- **Consigne 1**: Recopiez mot pour mot, dans les enregistrements, tout ce qui va du début jusqu'à la ligne contenant « positive clicks: (294, 562) », cette ligne comprise. Ne reproduisez pas les images dans votre réponse.

- **Texte source**:
—————
L'avocat n'a pas précisé quels événements imprévisibles et indépendants de la volonté des appelants étaient en jeu dans le présent appel.

[45]          L'avocat s'est également fondé sur l'affaire Costello c. Canada, [1998] A.C.I. no 16, no du greffe 97-407(IT)I, datée du 8 janvier 1998, dans laquelle la Cour a autorisé les déductions bien que le ministre ait rejeté les dépenses au motif qu'il n'existait pas d'attente raisonnable de profit et qu'il n'ait pas procédé à une analyse des pertes en cause, même si une partie des dépenses déduites pouvait avoir été constituée de dépenses en capital.

[46]          L'avocat a également fait mention de l'affaire Aziz c. Canada, [2000] A.C.I. no 57, no du greffe 98-2428(IT)G, où la Cour formulait la conclusion suivante : " En règle générale, aucun facteur unique n'est déterminant. Tous les facteurs doivent être pris en considération et se voir attribuer l'importance qui leur revient dans le contexte de l'affaire dans son ensemble. Dans certains cas, un facteur peut l'emporter sur tous les autres, et dans d'autres cas, ce facteur peut être d'une importance relativement faible. " Dans cette affaire, la Cour a fait mention de l'affaire David Kaye c. La Reine, C.C.I., no 97-2772(IT)I, 9 avril 1998 (98 DTC 1659), dans laquelle la Cour a préféré formuler ainsi la question : " Y a-t-il une entreprise véritable? "

[47]          Dans l'affaire Aziz, précitée, la Cour a conclu que le refus de la déduction des pertes était justifié et que l'appelant n'avait pas pu démontrer que cette décision était erronée.

[48]          L'avocat n'estimait pas que les faits dans l'appel en instance étaient similaires à ceux de l'arrêt Goldstein c. Canada, [1997] A.C.I. no 275, DRS 97-09336, no du greffe 96-1676(IT)I, daté du 4 avril 1997, dans lequel le juge Taylor a conclu que les dépenses en cause se rapportaient à la résidence personnelle du contribuable. La présente affaire diffère également de l'arrêt Bell c. Canada, [2000] A.C.I. no 36, no du greffe 98-2804(IT)I, daté du 24 janvier 2000, dans lequel la Cour a conclu qu'aucun plan financier n'avait été dressé, que les dépenses de l'appelant ont continuellement été supérieures aux revenus provenant de ses ventes et qu'on aurait dû attirer son attention sur un défaut capital de son entreprise. De même, l'arrêt Sherry c. Canada, [1999] A.C.I. no 257, no du greffe 97-2820(IT)G, daté du 10 mai 1999, ne s'applique pas aux faits révélés par la preuve dans l'affaire en instance.
—————
- **Données d'entrée**:

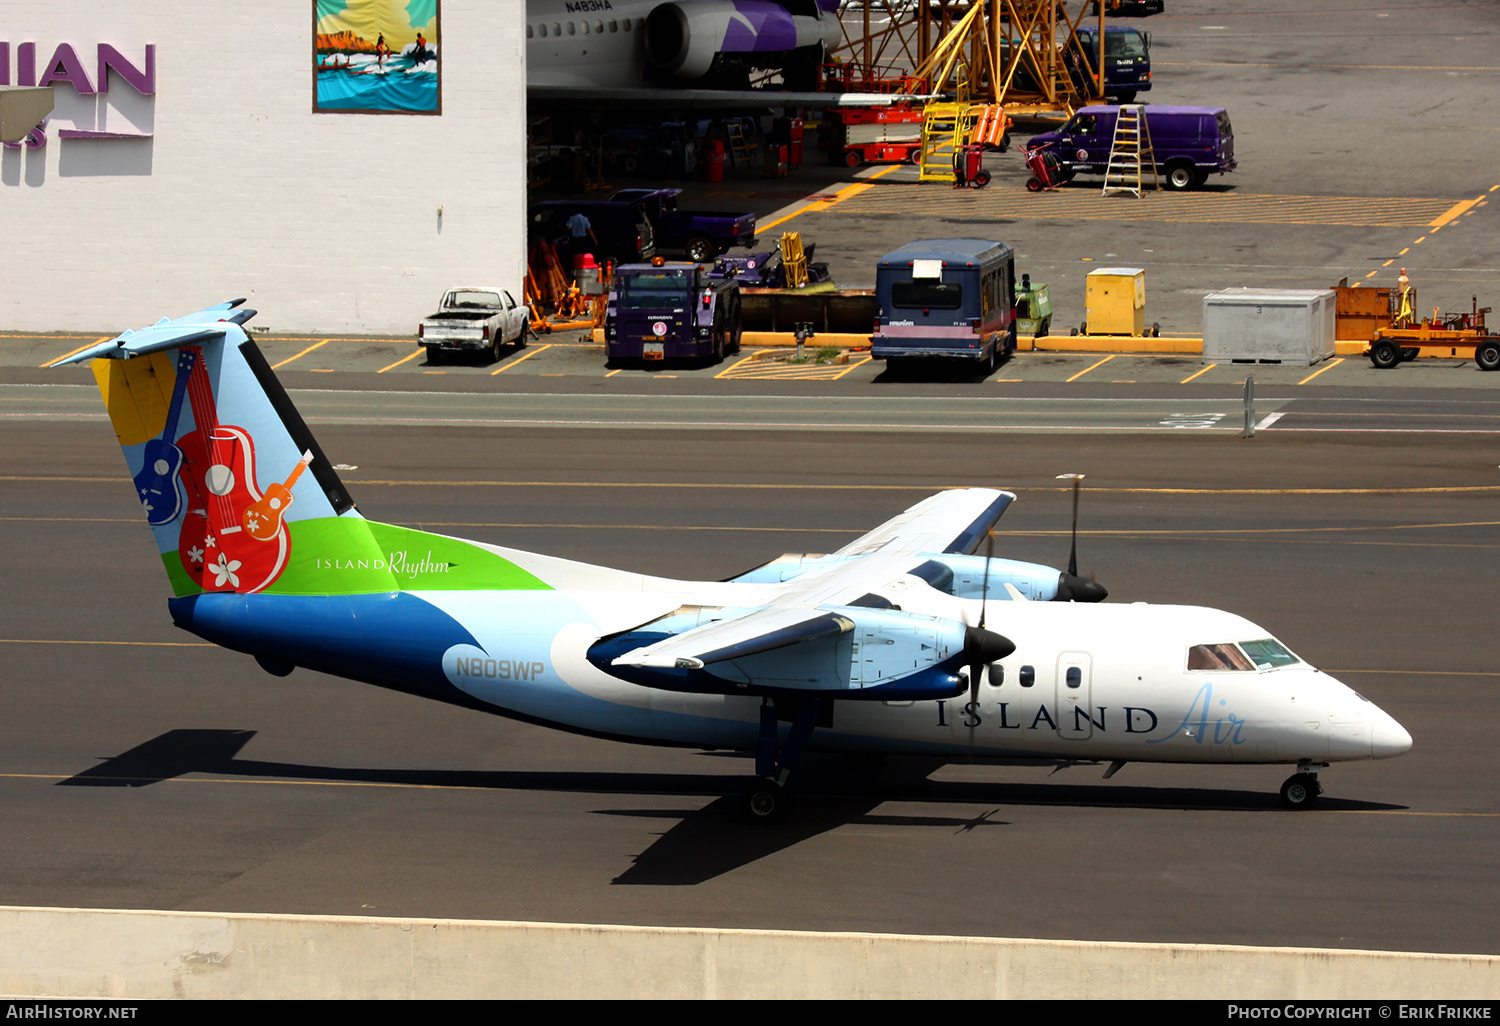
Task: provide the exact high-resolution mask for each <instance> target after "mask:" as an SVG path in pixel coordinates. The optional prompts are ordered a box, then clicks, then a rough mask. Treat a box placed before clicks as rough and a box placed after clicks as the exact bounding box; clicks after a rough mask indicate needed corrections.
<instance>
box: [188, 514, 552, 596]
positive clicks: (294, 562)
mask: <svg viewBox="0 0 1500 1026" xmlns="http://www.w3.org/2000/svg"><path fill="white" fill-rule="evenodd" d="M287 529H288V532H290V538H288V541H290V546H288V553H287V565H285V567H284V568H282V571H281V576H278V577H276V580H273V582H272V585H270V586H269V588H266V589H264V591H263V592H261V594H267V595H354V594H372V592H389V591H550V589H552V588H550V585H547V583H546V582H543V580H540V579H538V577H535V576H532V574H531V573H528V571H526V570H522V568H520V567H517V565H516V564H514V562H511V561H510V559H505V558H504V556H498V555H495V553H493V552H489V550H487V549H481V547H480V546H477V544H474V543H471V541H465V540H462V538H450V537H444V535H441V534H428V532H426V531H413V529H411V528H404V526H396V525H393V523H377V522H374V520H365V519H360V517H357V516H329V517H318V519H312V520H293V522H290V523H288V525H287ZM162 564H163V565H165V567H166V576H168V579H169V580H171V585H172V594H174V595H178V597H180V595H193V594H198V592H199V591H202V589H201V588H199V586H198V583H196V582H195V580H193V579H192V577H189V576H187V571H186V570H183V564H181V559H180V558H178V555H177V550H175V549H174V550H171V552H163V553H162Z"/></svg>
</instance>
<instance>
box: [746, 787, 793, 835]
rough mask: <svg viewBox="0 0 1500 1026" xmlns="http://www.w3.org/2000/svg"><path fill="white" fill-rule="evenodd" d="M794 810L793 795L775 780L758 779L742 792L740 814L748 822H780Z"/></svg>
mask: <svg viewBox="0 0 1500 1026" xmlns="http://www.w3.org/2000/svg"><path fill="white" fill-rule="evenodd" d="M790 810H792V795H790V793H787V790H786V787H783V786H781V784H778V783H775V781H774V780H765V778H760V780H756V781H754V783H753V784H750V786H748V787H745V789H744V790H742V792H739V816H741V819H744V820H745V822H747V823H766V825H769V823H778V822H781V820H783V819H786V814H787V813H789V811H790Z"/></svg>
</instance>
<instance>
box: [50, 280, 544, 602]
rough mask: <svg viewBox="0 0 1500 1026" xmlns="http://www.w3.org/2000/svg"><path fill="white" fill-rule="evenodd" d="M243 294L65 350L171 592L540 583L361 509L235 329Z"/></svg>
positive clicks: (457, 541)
—————
- **Consigne 2**: Citez sans rien changer le passage du texte source qui va de « L'avocat n'a pas » jusqu'à « dépenses en capital. », ces deux extraits inclus.

- **Solution rédigée 1**:
Task: provide the exact high-resolution mask for each <instance> target after "mask:" as an SVG path in pixel coordinates. The optional prompts are ordered a box, then clicks, then a rough mask. Treat a box placed before clicks as rough and a box placed after clicks as the exact bounding box; clicks after a rough mask indicate needed corrections.
<instance>
box: [188, 514, 552, 596]
positive clicks: (294, 562)

- **Solution rédigée 2**:
L'avocat n'a pas précisé quels événements imprévisibles et indépendants de la volonté des appelants étaient en jeu dans le présent appel.

[45]          L'avocat s'est également fondé sur l'affaire Costello c. Canada, [1998] A.C.I. no 16, no du greffe 97-407(IT)I, datée du 8 janvier 1998, dans laquelle la Cour a autorisé les déductions bien que le ministre ait rejeté les dépenses au motif qu'il n'existait pas d'attente raisonnable de profit et qu'il n'ait pas procédé à une analyse des pertes en cause, même si une partie des dépenses déduites pouvait avoir été constituée de dépenses en capital.